**What you should do**
Answer these questions from the WFIN text:
1. On what date did WFIN first go on the air?
2. Who bought the station in September 1949?
3. What is the station's daytime power?

Technical information
- Licensing authority: FCC
- Facility ID: 5848
- Class: D
- Power: 1,000 watts (day); 79 watts (night);
- Transmitter coordinates: 41°0′30.00″N 83°38′7.00″W﻿ / ﻿41.0083333°N 83.6352778°W
- Translator: 95.5 W238CX (Findlay)

Links
- Public license information: Public file; LMS;
- Webcast: Listen live
- Website: wfin.com

= WFIN =

WFIN (1330 AM) is a commercial radio station licensed to Findlay, Ohio, United States, featuring a mixed talk and sports format. The station is currently owned by Blanchard River Broadcasting Company, which is owned by The Findlay Publishing Company. WFIN is also relayed full-time over low-power FM translator W238CX (93.5 FM).

==History==

WFIN first went on the air December 15, 1941, under the ownership of Findlay Radio Company, headed by Cloyce W. Oxley, who also served as the station's general manager. Studios and offices were located at 500 1/2 South Main Street in downtown Findlay. The station operated at its current frequency and daytime power, but with no nighttime authorization.

In September 1949, WFIN was sold to Findlay Publishing Company. R.L. Heminger was the company president, and Harold Heminger was named general manager. In 1957, studios and offices were moved to the second floor of 101 West Sandusky Street.

In late 1987, the FCC granted limited nighttime power parameters for Class III Regional stations, including WFIN. The following year, WFIN began broadcasting with nighttime power of 79 watts, as it continues to do today.

**Material provided**
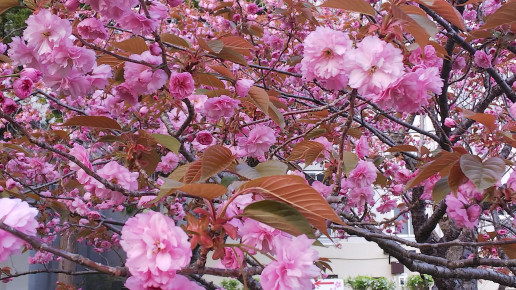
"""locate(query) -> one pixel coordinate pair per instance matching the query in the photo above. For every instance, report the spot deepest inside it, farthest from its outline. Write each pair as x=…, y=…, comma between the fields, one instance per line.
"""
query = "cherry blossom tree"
x=194, y=121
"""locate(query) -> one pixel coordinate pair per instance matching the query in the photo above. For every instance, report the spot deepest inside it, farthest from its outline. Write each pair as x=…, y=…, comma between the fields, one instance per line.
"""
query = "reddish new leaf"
x=440, y=164
x=307, y=150
x=446, y=10
x=359, y=6
x=294, y=191
x=93, y=121
x=215, y=159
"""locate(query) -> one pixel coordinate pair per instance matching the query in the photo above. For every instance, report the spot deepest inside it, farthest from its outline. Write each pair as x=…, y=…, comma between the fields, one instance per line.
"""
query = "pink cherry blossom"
x=482, y=60
x=461, y=211
x=258, y=235
x=362, y=148
x=181, y=85
x=204, y=138
x=259, y=141
x=179, y=282
x=92, y=28
x=20, y=216
x=242, y=87
x=219, y=107
x=113, y=9
x=45, y=30
x=174, y=3
x=364, y=174
x=294, y=265
x=449, y=122
x=9, y=106
x=142, y=79
x=324, y=57
x=22, y=87
x=33, y=74
x=373, y=66
x=168, y=163
x=21, y=54
x=410, y=92
x=100, y=75
x=156, y=248
x=233, y=258
x=125, y=93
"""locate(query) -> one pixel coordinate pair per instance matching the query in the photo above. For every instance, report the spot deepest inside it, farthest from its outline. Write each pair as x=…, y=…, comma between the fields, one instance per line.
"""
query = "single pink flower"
x=482, y=59
x=449, y=122
x=179, y=282
x=294, y=265
x=258, y=235
x=168, y=163
x=20, y=216
x=141, y=78
x=324, y=57
x=233, y=258
x=259, y=141
x=91, y=29
x=219, y=107
x=373, y=66
x=156, y=248
x=100, y=75
x=204, y=138
x=362, y=148
x=9, y=106
x=181, y=85
x=410, y=92
x=45, y=30
x=33, y=74
x=22, y=87
x=174, y=3
x=364, y=174
x=125, y=93
x=460, y=210
x=242, y=87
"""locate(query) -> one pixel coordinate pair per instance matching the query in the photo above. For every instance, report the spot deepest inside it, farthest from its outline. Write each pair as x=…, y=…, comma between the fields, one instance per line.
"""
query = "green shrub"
x=232, y=284
x=382, y=284
x=364, y=283
x=415, y=282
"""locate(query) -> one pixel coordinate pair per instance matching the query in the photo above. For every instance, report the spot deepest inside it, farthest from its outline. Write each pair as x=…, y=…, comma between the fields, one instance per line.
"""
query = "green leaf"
x=441, y=190
x=169, y=142
x=93, y=121
x=483, y=175
x=280, y=216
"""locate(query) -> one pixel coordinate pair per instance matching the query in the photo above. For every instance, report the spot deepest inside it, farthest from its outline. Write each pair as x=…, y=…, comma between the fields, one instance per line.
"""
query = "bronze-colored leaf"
x=402, y=148
x=446, y=10
x=209, y=80
x=238, y=44
x=446, y=160
x=93, y=121
x=280, y=216
x=215, y=159
x=487, y=120
x=359, y=6
x=307, y=150
x=134, y=45
x=223, y=71
x=504, y=15
x=231, y=55
x=294, y=191
x=174, y=39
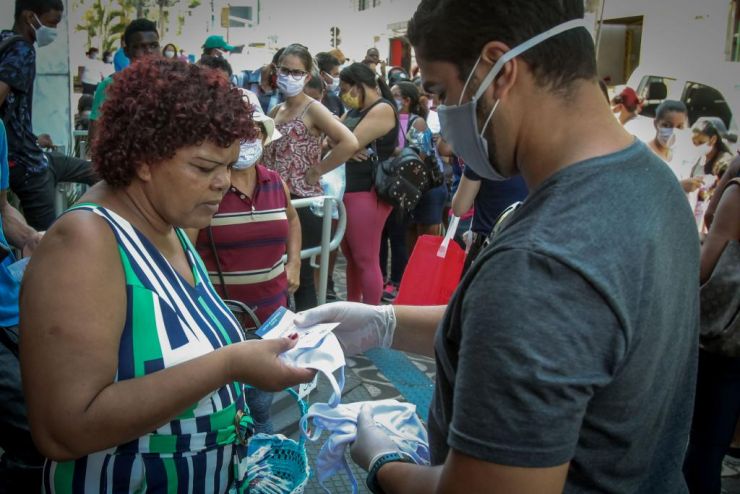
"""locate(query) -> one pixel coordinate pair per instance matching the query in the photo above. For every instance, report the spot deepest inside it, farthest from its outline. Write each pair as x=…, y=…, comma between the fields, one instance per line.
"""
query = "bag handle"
x=218, y=262
x=451, y=229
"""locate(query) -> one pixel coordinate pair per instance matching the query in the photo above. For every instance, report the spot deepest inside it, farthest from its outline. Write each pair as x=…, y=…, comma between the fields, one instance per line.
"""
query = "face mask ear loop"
x=490, y=116
x=470, y=76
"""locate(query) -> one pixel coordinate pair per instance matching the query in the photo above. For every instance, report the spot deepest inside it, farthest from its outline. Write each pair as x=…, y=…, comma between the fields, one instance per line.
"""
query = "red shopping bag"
x=433, y=271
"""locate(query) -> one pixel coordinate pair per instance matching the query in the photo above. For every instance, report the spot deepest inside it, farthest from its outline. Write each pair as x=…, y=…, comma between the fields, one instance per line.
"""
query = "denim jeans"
x=259, y=403
x=716, y=411
x=21, y=465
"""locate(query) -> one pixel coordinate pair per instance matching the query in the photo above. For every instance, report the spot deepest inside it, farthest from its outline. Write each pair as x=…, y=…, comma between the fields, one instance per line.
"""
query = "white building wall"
x=678, y=31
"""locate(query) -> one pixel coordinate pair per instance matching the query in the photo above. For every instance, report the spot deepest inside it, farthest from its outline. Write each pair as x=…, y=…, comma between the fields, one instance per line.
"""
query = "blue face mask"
x=459, y=124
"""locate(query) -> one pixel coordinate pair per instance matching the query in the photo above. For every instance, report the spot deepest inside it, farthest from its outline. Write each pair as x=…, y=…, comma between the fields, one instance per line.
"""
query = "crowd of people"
x=592, y=344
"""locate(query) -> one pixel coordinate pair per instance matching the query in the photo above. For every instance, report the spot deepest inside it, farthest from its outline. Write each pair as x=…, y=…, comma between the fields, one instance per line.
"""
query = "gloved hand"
x=362, y=326
x=371, y=442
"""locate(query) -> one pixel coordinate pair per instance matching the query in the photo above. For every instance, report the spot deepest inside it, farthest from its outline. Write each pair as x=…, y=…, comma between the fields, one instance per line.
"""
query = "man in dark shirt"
x=329, y=70
x=566, y=359
x=33, y=173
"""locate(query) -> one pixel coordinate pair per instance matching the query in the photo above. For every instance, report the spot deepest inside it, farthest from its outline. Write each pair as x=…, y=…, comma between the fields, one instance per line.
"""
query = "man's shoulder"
x=18, y=47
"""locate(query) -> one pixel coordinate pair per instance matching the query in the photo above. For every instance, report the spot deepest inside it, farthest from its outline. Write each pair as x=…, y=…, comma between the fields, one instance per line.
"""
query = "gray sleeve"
x=537, y=340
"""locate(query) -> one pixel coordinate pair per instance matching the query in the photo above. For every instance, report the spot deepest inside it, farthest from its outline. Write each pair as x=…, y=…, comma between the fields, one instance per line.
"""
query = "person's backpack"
x=436, y=176
x=5, y=44
x=401, y=180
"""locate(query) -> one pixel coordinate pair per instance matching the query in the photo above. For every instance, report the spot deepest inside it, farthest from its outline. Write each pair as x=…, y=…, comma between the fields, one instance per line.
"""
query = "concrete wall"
x=52, y=103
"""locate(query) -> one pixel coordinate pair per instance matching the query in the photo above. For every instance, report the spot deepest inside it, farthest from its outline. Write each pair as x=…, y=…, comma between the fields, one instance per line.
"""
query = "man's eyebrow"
x=203, y=158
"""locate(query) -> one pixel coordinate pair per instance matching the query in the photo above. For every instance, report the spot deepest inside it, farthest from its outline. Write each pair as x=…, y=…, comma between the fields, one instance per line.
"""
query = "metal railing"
x=328, y=244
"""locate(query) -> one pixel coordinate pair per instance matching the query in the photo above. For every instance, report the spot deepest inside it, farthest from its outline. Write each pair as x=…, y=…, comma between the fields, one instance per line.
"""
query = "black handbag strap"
x=218, y=261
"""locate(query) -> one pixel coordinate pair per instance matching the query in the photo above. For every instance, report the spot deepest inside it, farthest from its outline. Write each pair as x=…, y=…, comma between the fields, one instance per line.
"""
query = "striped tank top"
x=168, y=322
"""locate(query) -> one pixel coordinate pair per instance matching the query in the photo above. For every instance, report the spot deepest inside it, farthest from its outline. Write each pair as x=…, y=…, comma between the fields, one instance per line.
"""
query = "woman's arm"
x=380, y=120
x=73, y=311
x=465, y=195
x=732, y=172
x=293, y=245
x=344, y=142
x=724, y=229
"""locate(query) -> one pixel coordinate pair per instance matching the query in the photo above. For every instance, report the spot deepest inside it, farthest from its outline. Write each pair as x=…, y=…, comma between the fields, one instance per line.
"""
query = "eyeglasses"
x=296, y=74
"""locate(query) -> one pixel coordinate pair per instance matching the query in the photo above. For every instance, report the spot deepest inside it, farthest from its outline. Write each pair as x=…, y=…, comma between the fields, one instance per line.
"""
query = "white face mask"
x=289, y=86
x=45, y=35
x=704, y=149
x=460, y=123
x=249, y=154
x=666, y=136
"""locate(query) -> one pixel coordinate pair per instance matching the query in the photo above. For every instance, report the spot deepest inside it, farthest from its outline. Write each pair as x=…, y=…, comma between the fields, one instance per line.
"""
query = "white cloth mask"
x=704, y=149
x=666, y=136
x=289, y=86
x=459, y=123
x=317, y=348
x=398, y=419
x=250, y=153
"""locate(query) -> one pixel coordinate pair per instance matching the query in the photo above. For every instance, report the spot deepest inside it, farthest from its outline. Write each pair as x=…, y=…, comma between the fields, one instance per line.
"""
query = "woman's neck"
x=626, y=117
x=245, y=180
x=143, y=211
x=371, y=96
x=660, y=150
x=296, y=101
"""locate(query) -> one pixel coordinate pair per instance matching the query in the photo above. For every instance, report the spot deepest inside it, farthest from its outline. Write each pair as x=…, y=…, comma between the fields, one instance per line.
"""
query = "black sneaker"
x=331, y=295
x=390, y=292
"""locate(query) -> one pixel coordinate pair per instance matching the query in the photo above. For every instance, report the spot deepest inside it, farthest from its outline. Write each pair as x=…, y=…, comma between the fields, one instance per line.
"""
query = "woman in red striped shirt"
x=243, y=247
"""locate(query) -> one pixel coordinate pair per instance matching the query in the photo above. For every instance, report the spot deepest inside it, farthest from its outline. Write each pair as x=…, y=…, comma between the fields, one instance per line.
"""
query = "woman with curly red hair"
x=132, y=365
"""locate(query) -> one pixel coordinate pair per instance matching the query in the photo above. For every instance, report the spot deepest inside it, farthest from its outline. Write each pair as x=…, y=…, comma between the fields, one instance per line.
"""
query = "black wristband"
x=372, y=475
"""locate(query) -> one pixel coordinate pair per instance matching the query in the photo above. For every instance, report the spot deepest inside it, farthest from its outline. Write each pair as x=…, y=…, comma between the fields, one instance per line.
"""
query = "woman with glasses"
x=297, y=157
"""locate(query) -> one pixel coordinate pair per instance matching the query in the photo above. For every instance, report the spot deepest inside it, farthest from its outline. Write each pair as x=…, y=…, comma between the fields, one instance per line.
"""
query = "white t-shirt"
x=92, y=71
x=641, y=127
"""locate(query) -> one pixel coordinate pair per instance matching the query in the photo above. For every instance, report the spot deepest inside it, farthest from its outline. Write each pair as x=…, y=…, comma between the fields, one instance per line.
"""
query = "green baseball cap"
x=219, y=42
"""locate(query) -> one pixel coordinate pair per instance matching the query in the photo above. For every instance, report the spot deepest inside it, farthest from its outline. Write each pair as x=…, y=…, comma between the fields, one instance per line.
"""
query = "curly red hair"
x=156, y=107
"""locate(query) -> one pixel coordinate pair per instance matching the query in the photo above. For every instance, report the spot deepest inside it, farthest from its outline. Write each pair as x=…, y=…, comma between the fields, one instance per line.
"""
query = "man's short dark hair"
x=218, y=63
x=668, y=106
x=326, y=62
x=456, y=31
x=138, y=26
x=38, y=7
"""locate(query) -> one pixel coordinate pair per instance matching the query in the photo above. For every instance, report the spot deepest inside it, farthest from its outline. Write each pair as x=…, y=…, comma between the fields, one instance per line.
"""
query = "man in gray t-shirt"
x=574, y=335
x=566, y=359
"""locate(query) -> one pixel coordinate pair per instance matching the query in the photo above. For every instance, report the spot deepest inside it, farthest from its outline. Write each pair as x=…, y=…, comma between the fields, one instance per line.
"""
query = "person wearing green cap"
x=215, y=46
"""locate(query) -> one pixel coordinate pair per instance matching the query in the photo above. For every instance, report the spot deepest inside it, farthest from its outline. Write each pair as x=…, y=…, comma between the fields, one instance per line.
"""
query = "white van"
x=707, y=92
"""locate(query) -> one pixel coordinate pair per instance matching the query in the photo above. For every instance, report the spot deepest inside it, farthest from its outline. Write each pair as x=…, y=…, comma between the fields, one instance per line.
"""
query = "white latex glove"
x=362, y=326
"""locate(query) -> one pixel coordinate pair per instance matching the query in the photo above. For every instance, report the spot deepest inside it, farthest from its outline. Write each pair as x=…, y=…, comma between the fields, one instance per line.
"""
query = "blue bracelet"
x=377, y=464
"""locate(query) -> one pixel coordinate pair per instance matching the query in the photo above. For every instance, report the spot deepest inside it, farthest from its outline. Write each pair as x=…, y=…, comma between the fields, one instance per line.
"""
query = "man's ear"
x=144, y=172
x=506, y=78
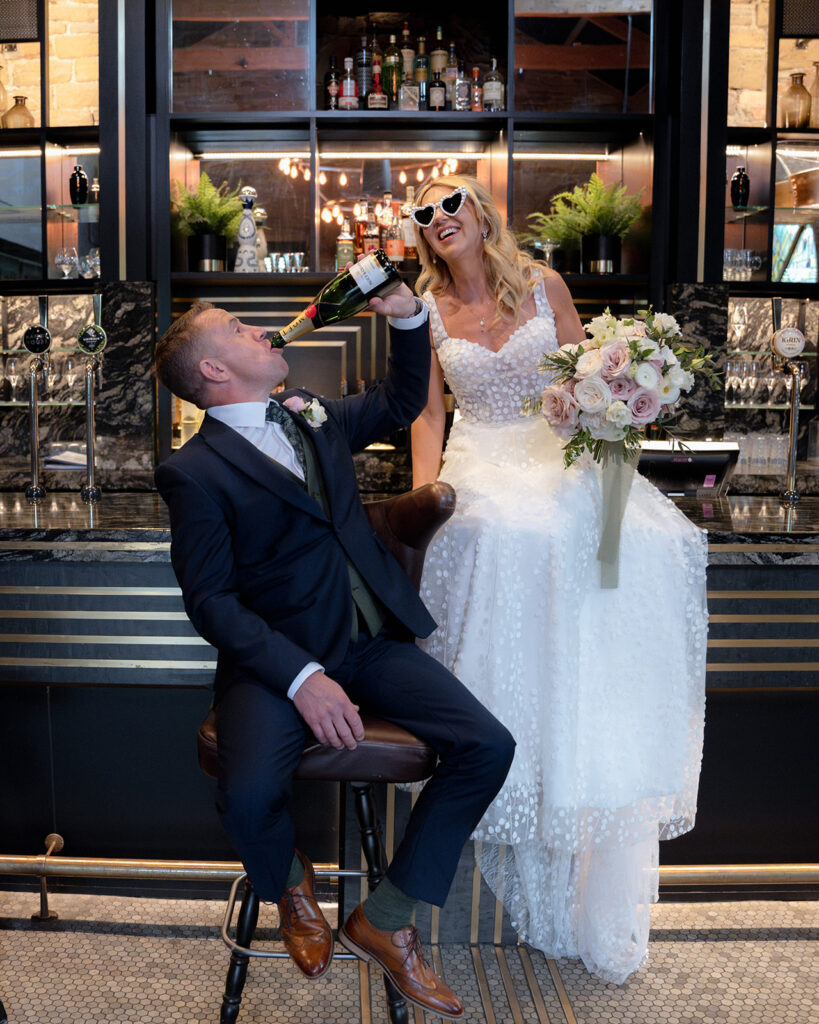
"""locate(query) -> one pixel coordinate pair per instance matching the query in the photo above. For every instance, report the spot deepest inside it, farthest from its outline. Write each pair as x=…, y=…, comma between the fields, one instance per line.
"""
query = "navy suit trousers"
x=261, y=738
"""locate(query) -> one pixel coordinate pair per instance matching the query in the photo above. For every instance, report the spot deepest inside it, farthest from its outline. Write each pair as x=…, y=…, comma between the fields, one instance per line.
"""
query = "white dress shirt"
x=248, y=419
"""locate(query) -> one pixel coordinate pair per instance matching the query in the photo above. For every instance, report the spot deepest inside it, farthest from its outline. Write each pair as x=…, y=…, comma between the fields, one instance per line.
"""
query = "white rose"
x=589, y=364
x=665, y=324
x=646, y=376
x=593, y=394
x=599, y=427
x=618, y=414
x=669, y=391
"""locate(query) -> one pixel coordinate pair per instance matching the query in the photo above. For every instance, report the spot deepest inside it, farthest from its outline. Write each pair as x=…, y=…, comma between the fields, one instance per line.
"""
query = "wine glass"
x=66, y=259
x=13, y=375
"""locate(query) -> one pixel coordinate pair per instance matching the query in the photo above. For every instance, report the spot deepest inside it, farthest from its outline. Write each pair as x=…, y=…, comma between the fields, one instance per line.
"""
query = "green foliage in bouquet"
x=208, y=210
x=591, y=209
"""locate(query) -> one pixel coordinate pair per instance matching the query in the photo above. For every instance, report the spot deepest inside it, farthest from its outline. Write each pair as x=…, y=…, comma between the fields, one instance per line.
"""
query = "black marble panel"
x=701, y=311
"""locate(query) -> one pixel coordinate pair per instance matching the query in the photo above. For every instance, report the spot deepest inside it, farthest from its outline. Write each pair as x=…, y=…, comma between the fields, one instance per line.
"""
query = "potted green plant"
x=597, y=217
x=209, y=217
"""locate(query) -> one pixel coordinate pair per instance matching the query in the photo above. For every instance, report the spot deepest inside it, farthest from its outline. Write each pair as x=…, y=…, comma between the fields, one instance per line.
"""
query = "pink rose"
x=621, y=388
x=559, y=407
x=615, y=358
x=644, y=406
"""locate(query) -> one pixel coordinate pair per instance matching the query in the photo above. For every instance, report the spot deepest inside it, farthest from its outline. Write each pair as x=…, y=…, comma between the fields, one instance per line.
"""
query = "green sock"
x=296, y=872
x=388, y=908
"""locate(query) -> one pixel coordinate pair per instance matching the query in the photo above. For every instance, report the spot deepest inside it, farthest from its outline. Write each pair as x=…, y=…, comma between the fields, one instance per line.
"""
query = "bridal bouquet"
x=630, y=374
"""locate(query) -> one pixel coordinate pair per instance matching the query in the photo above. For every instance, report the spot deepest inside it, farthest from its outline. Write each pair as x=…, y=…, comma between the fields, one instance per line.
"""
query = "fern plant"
x=208, y=210
x=591, y=209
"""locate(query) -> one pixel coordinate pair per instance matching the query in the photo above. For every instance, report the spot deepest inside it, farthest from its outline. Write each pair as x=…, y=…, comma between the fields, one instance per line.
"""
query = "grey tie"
x=275, y=414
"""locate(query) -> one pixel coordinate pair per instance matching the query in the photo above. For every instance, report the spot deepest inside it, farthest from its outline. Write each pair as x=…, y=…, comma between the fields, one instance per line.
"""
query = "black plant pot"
x=207, y=252
x=600, y=254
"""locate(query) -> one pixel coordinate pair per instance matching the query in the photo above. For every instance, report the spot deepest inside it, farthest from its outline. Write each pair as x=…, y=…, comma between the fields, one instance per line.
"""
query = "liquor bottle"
x=348, y=88
x=476, y=91
x=363, y=69
x=345, y=247
x=740, y=187
x=372, y=237
x=437, y=93
x=377, y=97
x=378, y=60
x=345, y=296
x=407, y=52
x=462, y=91
x=422, y=74
x=360, y=226
x=78, y=185
x=449, y=76
x=332, y=80
x=437, y=57
x=493, y=89
x=391, y=72
x=408, y=95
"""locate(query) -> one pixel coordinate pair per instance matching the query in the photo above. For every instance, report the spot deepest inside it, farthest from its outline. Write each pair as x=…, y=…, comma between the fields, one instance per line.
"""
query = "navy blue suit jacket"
x=262, y=569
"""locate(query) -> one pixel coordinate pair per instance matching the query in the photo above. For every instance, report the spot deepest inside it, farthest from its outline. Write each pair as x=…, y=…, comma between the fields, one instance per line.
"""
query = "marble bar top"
x=134, y=525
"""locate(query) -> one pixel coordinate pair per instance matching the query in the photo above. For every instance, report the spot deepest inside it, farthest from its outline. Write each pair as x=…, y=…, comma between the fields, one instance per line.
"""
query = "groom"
x=312, y=619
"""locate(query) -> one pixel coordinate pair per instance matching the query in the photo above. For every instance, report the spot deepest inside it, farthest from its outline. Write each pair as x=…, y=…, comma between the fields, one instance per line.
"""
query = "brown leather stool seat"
x=387, y=754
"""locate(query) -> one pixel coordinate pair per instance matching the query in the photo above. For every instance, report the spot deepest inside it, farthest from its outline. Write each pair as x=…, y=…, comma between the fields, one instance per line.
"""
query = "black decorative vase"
x=600, y=254
x=207, y=252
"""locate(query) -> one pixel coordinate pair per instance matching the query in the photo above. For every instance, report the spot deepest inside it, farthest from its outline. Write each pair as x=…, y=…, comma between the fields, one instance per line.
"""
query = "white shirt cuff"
x=308, y=670
x=407, y=323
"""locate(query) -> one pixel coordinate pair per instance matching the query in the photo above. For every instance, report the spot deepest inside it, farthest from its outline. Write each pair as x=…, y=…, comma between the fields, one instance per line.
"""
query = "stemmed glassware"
x=66, y=260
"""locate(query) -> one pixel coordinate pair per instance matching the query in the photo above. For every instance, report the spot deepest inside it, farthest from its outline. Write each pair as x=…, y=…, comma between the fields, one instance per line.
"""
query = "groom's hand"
x=329, y=712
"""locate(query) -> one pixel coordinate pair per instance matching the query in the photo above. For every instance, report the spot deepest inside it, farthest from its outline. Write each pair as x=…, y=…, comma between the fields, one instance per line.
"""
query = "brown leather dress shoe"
x=399, y=955
x=304, y=929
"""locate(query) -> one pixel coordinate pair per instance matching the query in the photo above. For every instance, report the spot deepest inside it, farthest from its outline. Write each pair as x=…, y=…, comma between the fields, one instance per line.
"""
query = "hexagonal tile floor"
x=112, y=960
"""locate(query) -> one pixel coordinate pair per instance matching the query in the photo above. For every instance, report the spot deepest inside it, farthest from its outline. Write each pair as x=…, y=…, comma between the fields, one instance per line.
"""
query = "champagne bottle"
x=345, y=296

**Answer section**
1. December 15, 1941
2. Findlay Publishing Company
3. 1,000 watts